INSTRUCTIONS TO FOLLOW >> Write out all of the following lines word for word, with every value and line break unchanged.

Detection examples >>
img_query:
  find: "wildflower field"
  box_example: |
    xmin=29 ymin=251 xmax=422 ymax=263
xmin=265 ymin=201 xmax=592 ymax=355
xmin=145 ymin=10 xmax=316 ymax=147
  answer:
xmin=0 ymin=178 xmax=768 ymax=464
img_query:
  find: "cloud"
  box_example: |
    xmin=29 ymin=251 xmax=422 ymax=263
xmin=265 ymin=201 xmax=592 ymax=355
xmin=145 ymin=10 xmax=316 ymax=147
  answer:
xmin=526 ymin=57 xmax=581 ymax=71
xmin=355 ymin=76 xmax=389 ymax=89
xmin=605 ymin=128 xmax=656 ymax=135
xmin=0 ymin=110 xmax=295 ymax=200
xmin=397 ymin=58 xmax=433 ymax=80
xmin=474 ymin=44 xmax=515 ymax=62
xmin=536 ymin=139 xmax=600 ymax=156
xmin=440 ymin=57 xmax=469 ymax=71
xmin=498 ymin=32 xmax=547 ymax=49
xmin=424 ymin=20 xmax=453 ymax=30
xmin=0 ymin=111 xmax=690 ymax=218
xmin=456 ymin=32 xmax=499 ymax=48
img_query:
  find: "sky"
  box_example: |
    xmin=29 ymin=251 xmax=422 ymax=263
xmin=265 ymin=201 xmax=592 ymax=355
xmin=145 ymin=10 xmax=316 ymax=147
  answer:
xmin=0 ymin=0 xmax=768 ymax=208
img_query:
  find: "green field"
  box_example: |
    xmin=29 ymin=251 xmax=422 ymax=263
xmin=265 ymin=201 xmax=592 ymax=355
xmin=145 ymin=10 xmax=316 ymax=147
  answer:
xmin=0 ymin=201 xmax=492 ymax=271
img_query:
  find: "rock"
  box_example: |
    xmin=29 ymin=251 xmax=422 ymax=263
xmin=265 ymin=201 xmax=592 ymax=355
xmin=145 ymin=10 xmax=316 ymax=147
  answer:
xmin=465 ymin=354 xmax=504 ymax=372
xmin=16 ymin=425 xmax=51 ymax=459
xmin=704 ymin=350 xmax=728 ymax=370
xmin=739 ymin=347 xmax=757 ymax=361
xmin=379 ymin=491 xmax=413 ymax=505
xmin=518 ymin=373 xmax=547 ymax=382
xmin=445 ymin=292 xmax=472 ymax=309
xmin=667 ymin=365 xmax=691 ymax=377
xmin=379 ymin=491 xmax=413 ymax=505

EXERCISE RESPONSE >>
img_query:
  find: "wildflower field"
  box_example: |
    xmin=29 ymin=251 xmax=422 ymax=263
xmin=265 ymin=201 xmax=592 ymax=355
xmin=145 ymin=10 xmax=316 ymax=147
  answer:
xmin=0 ymin=178 xmax=768 ymax=464
img_query:
  find: "cloud"
  box_example: |
    xmin=29 ymin=251 xmax=422 ymax=263
xmin=265 ymin=201 xmax=592 ymax=355
xmin=145 ymin=10 xmax=316 ymax=147
  answer:
xmin=526 ymin=57 xmax=581 ymax=71
xmin=355 ymin=76 xmax=389 ymax=89
xmin=605 ymin=128 xmax=656 ymax=135
xmin=0 ymin=110 xmax=295 ymax=200
xmin=397 ymin=58 xmax=433 ymax=80
xmin=474 ymin=44 xmax=515 ymax=62
xmin=536 ymin=139 xmax=600 ymax=156
xmin=440 ymin=57 xmax=469 ymax=71
xmin=498 ymin=32 xmax=547 ymax=49
xmin=424 ymin=20 xmax=453 ymax=30
xmin=0 ymin=111 xmax=690 ymax=218
xmin=456 ymin=32 xmax=499 ymax=48
img_query:
  find: "sky"
  box_example: |
    xmin=29 ymin=251 xmax=422 ymax=263
xmin=265 ymin=201 xmax=592 ymax=355
xmin=145 ymin=10 xmax=316 ymax=147
  answer:
xmin=0 ymin=0 xmax=768 ymax=208
img_query:
  find: "green field"
  box_example: |
    xmin=29 ymin=251 xmax=422 ymax=263
xmin=265 ymin=201 xmax=592 ymax=355
xmin=145 ymin=10 xmax=316 ymax=147
  answer:
xmin=0 ymin=201 xmax=492 ymax=271
img_query:
  find: "rock"
  box_example: |
    xmin=29 ymin=251 xmax=422 ymax=263
xmin=265 ymin=201 xmax=592 ymax=355
xmin=145 ymin=10 xmax=316 ymax=147
  answer:
xmin=465 ymin=354 xmax=504 ymax=372
xmin=16 ymin=425 xmax=51 ymax=459
xmin=704 ymin=350 xmax=728 ymax=370
xmin=739 ymin=347 xmax=757 ymax=361
xmin=379 ymin=491 xmax=413 ymax=505
xmin=518 ymin=373 xmax=547 ymax=382
xmin=445 ymin=292 xmax=472 ymax=309
xmin=667 ymin=365 xmax=691 ymax=377
xmin=379 ymin=491 xmax=413 ymax=505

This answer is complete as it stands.